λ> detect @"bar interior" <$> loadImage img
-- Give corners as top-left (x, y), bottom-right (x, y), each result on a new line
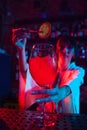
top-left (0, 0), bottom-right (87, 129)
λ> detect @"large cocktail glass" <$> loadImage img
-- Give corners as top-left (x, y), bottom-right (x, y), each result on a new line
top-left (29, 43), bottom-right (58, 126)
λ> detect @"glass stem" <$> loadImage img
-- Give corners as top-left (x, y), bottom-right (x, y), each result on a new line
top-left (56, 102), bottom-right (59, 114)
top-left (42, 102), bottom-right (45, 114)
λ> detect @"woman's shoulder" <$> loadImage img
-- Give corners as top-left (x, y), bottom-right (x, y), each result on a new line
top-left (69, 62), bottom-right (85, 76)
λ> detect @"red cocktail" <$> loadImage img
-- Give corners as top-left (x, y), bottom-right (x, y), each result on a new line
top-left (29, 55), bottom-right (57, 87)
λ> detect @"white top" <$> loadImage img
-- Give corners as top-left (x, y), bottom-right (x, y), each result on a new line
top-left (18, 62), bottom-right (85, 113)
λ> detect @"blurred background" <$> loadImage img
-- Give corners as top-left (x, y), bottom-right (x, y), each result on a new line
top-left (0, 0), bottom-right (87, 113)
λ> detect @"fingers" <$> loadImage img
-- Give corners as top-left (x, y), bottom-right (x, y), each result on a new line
##############################
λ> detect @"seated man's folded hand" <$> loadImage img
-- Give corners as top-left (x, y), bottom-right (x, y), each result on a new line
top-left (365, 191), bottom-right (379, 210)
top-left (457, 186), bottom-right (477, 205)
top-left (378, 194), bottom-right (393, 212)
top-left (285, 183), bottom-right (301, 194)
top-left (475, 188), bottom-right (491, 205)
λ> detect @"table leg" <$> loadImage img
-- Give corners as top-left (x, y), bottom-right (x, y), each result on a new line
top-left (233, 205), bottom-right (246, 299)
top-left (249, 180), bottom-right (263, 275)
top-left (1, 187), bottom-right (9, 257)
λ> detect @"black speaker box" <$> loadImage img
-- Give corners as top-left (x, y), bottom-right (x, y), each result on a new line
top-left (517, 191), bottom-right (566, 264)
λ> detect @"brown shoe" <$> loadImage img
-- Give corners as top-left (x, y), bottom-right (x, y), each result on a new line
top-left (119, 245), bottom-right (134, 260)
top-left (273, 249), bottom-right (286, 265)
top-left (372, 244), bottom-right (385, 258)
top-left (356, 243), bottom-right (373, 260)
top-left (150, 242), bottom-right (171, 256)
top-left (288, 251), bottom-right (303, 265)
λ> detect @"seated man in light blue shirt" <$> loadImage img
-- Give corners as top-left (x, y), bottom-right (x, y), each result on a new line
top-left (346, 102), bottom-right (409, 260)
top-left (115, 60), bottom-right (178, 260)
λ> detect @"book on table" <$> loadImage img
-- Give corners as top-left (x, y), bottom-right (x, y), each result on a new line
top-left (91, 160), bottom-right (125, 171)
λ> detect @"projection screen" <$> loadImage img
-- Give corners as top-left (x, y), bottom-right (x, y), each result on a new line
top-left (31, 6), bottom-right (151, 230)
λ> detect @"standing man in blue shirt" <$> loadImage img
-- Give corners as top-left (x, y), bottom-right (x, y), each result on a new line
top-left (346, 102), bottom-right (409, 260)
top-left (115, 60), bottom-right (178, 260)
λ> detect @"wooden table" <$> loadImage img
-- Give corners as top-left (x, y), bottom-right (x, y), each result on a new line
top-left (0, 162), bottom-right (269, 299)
##############################
## What you will do
Extract each line holding the word "blue" from the records.

## Answer to this problem
λ> detect @"seated man in light blue shirt" <$> loadImage img
λ> detect @"standing man in blue shirt" <$> loadImage img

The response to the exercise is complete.